**Texte fourni:**
☆ ☆ ☆ ☆

30e anniversaire de la première rencontre entre blancs libéraux d’Afrique du Sud et l’ANC tenue à Dakar en 1987

Les Gouvernements du Sénégal et d’Afrique du Sud ont pris l’heureuse décision d’organiser du 11 au 14 Juillet des journées commémoratives du trentième anniversaire de la première rencontre entre les Libéraux blancs de l’Afrique du Sud et les militants de l’African National Congress (ANC).

Ces manifestations se sont déroulées sous l’autorité du Ministre de la Culture et de la communication qui a mis en place un comité d’organisation composé entre autres de Messieurs Birane NIANG, Secrétaire général du Ministère de la Culture et de la Communication , Hamady Bocoum, Directeur Général du Musée des Civilisations noires , du Directeur des Arts Abdoulaye Koundoul , et de Madame la Sécrétaire Générale de la Biennale Madame Mariéme BA de Dakar.

La diversité de leurs compétences et de leurs expériences aura permis de donner une dimension culturelle multiforme à cet événement marqué , entre autres par l’oraganisation du Colloque : ” Sur la force du dialogue , hier , aujourd’hui et demain “

Je voudrais tout d’abord tout d’abord souligner que cet événement qui est commémoré aujourd’hui nous le devons à la persévérance et à la détermination d’un homme, Frédérick Van zyl Slabbert , qui prit l’initiative de mobiliser les libéraux blancs de l’intérieur pour rencontrer et discuter avec les membres de l’ANC afin de briser le cercle vicieux de la suspicion et de la haine dans lequel le régime raciste de l’Apartheid les avait enfermés.

☆ ☆ ☆ ☆

**Extraits des entrées:**
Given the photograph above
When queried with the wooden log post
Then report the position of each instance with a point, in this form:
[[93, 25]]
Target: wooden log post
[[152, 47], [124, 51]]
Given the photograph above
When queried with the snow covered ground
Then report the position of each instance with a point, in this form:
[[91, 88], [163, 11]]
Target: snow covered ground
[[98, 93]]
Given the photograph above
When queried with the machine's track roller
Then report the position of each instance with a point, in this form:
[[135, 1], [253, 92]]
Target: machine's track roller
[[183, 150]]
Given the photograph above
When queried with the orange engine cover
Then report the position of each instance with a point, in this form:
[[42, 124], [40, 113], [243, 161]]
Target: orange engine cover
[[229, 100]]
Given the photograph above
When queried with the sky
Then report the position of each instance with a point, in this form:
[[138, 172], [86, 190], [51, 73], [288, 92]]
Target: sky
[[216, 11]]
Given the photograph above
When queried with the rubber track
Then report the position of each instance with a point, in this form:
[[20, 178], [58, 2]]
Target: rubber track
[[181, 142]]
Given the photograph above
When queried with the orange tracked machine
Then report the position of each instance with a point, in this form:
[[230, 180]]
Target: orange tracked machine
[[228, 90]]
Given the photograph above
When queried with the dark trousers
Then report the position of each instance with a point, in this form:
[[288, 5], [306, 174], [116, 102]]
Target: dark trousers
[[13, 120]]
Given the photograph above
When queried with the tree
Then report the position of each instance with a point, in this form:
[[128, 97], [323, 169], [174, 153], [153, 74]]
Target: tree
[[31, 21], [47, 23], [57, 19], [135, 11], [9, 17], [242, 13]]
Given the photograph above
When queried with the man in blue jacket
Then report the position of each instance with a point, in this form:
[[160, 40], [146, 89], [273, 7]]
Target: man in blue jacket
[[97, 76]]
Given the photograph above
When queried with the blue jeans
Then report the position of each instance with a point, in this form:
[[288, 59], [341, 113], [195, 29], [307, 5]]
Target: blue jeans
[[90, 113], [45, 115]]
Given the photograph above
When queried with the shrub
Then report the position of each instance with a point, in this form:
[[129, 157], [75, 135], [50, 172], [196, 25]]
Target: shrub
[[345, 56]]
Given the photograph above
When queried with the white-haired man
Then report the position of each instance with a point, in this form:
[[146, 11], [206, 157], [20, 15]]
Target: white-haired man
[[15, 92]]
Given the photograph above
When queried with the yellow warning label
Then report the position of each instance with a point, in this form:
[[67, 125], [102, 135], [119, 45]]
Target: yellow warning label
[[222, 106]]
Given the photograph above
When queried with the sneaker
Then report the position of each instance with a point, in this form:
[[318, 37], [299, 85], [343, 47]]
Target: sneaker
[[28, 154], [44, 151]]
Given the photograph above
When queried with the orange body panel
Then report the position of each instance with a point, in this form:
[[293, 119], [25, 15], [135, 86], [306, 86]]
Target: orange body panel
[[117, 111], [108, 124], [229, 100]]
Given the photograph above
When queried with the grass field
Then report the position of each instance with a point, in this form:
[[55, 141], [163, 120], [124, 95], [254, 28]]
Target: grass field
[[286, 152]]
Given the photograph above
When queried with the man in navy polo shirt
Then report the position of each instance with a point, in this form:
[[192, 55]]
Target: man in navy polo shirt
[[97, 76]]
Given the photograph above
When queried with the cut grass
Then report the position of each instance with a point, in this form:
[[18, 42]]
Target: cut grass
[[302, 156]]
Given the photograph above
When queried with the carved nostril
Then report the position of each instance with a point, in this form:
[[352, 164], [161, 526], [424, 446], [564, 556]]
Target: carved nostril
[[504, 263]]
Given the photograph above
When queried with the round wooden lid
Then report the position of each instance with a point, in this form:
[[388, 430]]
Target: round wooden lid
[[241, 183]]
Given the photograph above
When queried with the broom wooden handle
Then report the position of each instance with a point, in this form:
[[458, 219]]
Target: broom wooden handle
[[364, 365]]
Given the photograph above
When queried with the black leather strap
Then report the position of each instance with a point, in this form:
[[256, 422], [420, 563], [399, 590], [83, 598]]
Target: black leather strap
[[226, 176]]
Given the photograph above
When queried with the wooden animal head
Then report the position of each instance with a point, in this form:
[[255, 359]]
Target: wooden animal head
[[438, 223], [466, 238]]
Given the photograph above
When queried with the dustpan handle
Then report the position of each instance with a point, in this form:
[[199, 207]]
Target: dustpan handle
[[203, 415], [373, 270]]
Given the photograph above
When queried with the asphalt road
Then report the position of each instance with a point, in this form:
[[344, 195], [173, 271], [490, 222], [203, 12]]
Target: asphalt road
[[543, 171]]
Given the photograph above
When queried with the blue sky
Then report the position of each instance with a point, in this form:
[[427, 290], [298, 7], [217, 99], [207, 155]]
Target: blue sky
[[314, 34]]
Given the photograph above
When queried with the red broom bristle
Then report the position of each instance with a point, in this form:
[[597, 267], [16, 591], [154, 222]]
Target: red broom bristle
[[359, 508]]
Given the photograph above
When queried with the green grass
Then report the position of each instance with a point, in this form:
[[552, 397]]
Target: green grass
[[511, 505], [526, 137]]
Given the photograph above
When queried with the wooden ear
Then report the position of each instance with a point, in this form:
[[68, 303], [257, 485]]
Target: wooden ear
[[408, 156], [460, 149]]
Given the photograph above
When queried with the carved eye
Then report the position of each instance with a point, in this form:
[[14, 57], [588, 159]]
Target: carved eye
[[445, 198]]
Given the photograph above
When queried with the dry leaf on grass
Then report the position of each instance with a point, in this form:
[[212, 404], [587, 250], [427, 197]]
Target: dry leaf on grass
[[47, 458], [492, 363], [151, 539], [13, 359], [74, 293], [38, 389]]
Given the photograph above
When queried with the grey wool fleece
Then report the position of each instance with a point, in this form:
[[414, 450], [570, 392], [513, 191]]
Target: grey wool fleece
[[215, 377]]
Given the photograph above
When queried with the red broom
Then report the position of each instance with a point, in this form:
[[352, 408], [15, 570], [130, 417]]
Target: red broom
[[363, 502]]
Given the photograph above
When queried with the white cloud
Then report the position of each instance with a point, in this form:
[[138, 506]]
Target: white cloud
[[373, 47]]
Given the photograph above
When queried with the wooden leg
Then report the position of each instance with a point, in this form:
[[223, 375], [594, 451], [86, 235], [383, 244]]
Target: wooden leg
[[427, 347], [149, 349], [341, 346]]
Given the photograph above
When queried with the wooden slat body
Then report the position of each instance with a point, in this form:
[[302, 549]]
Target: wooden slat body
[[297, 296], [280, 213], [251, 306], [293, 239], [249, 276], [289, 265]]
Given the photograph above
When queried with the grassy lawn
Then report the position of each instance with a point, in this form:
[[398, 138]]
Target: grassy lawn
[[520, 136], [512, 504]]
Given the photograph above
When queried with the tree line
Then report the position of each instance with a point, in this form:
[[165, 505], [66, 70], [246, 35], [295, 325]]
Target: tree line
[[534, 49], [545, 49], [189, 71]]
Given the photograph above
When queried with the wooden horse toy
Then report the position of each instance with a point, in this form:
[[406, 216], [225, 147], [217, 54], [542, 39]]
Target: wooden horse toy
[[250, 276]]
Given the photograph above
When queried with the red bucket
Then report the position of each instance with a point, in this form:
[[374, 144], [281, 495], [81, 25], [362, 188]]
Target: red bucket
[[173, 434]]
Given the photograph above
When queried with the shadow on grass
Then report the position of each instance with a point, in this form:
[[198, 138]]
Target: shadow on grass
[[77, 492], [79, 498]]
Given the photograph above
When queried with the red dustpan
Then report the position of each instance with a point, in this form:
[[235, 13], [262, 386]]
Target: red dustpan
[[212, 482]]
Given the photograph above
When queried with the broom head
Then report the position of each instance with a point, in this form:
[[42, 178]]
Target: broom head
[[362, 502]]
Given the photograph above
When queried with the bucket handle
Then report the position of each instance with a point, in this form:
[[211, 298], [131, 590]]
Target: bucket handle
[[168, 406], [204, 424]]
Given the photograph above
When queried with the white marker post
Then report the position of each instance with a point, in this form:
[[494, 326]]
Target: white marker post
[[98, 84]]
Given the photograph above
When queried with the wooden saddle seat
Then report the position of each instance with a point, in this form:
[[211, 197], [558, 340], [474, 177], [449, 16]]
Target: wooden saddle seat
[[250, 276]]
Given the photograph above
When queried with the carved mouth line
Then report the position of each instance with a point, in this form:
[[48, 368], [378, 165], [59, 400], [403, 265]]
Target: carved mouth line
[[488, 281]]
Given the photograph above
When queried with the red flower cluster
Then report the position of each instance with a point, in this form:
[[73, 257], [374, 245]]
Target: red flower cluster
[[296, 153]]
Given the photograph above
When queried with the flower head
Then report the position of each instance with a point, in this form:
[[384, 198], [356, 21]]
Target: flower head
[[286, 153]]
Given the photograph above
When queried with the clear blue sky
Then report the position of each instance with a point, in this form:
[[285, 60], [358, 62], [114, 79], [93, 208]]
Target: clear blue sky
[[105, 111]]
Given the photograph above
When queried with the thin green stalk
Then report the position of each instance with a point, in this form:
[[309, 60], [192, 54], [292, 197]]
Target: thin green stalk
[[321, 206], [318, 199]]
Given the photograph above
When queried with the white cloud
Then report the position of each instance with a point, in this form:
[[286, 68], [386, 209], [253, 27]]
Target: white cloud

☆ ☆ ☆ ☆

**Exercices:**
a: D'après le texte sur la rencontre de Dakar de 1987, à quelles dates se sont tenues les journées commémoratives du trentième anniversaire ?
b: Reprenez le texte sur la rencontre de Dakar de 1987 à la suite de sa dernière phrase.

**Corrigés des exercices:**
a: Du 11 au 14 juillet.

b:
Le contexte de l’époque était marqué par une extrême agressivité du régime raciste attaqué de toute part ,et qui comme une bête blessée avait accentué la répression intérieure et extérieure. En clair , cette manifestation était complètement illégale du point de vue du régime et faisait encourir à ces organisateurs des sanctions pénales.

C’est malgré toutes ces considérations , que le Dr Slabbert décida de passer à la phase d’exécution de son programme qu’il voulait réaliser absolument dans un pays africain. Il en parla à son ami le poète sud africain Breyten Breytenbach qui me mit dans la confidence en me demandant si je pouvais aider à ce que cela se réalise comme souhaité .

Je lui proposais alors d’organiser la rencontre à Dakar , ce qu’il accepta. Je pris contact avec le Président Abdou Diouf qui profitant d’un voyage à Paris nous reçut à l’Ambassade du Sénégal. Malgré les risques , le Président Diouf enchanté de voir le Sénégal pouvoir jouer ce rôle nous donna son accord.

A la lumière de ce qui précède , notre légitimité de témoignage nous impose un devoir de mémoire et de reconnaissance à l’égard Van zyl Slabbert aujourd’hui décédé et à Breyten Breyten Bach pour le rôle qu’ils ont joué pour permettre le début d’un processus de dialogue qui aboutira à l’émergence d’une nouvelle situation qui permit l’arriver au pouvoir de Frédérick Declreck , la libération de Nelson Mandela et l’avènement de la première République post apartheid.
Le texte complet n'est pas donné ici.